— start Stored records —
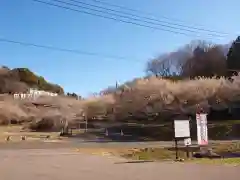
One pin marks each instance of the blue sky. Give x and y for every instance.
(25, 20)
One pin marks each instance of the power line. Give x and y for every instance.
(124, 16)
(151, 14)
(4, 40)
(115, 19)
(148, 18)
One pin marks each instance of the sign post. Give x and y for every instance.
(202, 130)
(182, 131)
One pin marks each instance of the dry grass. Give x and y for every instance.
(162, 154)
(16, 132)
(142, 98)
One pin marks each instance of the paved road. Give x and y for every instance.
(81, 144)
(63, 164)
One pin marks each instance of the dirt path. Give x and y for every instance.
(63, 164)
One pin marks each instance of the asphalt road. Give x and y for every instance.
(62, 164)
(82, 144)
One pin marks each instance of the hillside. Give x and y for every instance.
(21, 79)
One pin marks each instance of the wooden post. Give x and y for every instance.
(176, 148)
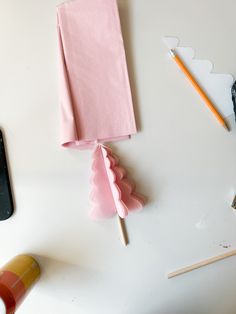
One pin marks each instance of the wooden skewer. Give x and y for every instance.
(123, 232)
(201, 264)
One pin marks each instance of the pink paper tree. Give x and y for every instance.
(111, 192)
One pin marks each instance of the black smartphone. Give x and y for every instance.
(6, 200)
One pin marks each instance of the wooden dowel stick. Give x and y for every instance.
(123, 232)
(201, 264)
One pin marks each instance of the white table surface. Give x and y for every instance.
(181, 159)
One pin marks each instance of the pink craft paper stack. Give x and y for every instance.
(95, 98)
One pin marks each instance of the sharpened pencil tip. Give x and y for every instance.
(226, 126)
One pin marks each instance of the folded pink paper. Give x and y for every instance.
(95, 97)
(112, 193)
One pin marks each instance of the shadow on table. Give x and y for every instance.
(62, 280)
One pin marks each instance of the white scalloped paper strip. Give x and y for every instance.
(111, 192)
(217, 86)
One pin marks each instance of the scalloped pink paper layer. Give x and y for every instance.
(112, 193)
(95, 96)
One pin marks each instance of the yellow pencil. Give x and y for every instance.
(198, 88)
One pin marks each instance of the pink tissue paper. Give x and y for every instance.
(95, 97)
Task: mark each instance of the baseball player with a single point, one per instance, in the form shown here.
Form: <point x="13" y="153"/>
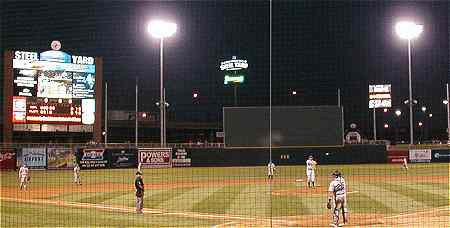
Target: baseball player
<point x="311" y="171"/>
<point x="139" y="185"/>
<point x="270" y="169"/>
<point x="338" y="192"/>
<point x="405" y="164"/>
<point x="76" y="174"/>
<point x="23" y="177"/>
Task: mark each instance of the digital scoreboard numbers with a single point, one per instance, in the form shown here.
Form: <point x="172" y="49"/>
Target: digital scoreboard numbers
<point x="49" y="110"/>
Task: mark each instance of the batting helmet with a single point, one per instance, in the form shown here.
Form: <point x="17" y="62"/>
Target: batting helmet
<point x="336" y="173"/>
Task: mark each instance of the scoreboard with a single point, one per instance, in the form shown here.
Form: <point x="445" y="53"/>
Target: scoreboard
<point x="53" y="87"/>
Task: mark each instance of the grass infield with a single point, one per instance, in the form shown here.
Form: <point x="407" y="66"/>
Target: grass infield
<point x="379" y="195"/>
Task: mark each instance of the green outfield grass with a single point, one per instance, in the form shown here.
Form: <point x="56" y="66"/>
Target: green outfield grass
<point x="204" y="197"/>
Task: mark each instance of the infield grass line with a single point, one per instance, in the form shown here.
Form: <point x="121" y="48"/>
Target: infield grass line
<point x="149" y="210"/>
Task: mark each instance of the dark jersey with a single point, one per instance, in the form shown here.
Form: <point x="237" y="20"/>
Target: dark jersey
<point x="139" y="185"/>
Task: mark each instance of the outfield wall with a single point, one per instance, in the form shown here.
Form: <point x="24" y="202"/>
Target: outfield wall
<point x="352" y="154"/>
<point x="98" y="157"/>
— end Stored records —
— start Stored records —
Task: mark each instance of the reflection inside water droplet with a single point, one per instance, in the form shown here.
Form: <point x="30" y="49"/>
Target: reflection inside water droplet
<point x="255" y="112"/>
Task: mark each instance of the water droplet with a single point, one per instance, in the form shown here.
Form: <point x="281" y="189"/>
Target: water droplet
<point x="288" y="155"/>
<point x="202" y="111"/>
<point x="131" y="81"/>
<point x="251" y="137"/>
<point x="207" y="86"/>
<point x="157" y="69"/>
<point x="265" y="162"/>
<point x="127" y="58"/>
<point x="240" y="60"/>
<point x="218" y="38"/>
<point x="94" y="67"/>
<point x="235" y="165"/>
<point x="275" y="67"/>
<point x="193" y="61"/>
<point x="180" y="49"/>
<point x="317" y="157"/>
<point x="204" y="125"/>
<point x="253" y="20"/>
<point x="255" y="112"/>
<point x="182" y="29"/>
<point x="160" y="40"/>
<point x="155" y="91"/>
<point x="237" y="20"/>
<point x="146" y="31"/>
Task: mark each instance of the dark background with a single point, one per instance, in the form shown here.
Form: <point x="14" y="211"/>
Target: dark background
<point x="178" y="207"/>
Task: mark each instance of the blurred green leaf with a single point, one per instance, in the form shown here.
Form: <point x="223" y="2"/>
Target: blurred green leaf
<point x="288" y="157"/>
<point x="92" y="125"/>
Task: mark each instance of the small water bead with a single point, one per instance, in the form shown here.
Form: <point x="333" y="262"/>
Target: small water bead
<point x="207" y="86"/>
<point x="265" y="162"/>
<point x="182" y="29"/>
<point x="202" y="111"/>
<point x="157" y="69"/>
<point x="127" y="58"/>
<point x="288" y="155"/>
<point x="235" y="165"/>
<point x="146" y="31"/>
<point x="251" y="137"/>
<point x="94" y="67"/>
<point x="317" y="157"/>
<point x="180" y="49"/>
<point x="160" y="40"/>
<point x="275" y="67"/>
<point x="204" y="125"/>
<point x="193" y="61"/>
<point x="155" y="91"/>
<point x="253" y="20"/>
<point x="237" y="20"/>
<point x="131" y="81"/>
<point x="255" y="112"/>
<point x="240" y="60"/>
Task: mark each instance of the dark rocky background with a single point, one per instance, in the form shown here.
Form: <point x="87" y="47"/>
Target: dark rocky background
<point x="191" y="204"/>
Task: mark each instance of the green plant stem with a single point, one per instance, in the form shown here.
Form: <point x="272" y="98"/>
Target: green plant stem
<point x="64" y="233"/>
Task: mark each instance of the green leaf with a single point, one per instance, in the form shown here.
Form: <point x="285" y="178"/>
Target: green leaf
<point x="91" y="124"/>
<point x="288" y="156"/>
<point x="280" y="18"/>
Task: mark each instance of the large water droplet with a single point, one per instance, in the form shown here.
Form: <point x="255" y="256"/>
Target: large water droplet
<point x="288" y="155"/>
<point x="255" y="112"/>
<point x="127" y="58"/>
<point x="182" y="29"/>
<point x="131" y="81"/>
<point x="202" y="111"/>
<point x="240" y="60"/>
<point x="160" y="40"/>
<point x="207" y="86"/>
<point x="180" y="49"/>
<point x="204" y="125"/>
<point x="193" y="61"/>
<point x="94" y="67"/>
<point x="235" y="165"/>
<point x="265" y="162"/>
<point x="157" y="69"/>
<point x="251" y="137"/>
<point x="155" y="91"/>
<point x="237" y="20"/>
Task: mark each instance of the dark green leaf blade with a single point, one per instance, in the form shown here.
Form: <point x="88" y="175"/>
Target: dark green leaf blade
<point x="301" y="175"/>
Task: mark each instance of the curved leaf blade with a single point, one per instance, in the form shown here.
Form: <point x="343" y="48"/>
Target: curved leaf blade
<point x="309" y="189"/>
— end Stored records —
Required task
Please locate each line in the material above that contains the word "rocky", and copy those lines out.

Solution
Task: mark each instance of the dark rocky background with a single point, one per instance, in the form shown here.
Target: dark rocky background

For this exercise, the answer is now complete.